Given instruction ▸
Copy out verbatim the stretch from the line containing "Would you be able to point out the black" through the end of the items below.
====
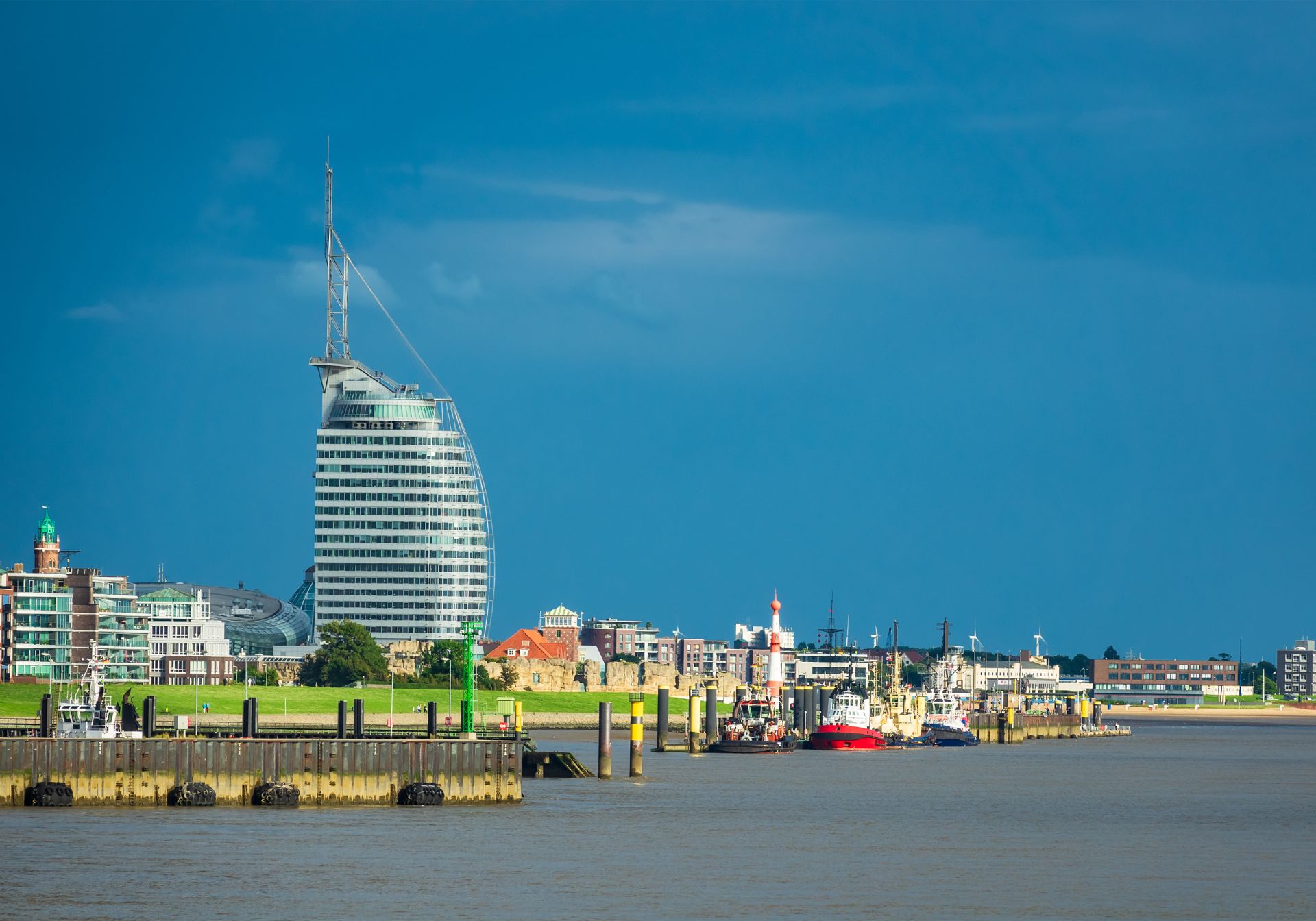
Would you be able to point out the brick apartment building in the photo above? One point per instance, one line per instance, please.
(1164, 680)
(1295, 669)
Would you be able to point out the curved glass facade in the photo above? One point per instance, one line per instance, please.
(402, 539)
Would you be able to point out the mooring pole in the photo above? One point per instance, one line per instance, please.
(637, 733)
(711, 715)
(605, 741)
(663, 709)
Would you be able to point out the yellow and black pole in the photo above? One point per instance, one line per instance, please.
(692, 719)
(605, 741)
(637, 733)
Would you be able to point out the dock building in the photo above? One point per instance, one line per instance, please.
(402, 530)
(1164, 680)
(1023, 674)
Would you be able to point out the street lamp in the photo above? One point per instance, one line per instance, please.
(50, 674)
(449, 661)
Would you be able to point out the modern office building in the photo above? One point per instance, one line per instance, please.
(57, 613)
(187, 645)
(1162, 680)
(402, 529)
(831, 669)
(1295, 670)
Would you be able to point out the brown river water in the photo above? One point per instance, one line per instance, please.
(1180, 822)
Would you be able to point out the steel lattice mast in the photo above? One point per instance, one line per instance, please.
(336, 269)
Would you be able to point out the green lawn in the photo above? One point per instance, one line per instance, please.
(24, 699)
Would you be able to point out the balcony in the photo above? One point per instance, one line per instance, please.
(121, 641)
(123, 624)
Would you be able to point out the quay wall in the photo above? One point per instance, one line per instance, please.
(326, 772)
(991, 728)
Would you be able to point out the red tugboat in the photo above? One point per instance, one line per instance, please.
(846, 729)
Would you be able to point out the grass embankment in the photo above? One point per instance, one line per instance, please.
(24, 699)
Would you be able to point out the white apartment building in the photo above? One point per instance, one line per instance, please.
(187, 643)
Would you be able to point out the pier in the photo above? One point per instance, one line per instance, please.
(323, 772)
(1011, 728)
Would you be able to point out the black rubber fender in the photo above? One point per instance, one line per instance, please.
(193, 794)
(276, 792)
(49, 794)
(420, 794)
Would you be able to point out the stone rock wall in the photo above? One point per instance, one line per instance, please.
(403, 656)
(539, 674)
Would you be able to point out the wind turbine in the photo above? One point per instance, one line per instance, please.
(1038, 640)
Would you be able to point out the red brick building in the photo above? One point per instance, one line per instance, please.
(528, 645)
====
Solution below ▸
Would you be able to point out the black rubber fender in the photo above? One point per instance, one line per instance, please.
(193, 794)
(276, 792)
(49, 794)
(420, 794)
Would you be able to point out the stone rock wall in the photo above? One point per instance, one line per instance, please.
(403, 656)
(539, 674)
Would you be able to point out the wind turbine in the photo above? One point per instance, one line per instance, please.
(1038, 640)
Would you be able to point out the red brick building in the photo above? One point per instance, one line per instance, please.
(528, 645)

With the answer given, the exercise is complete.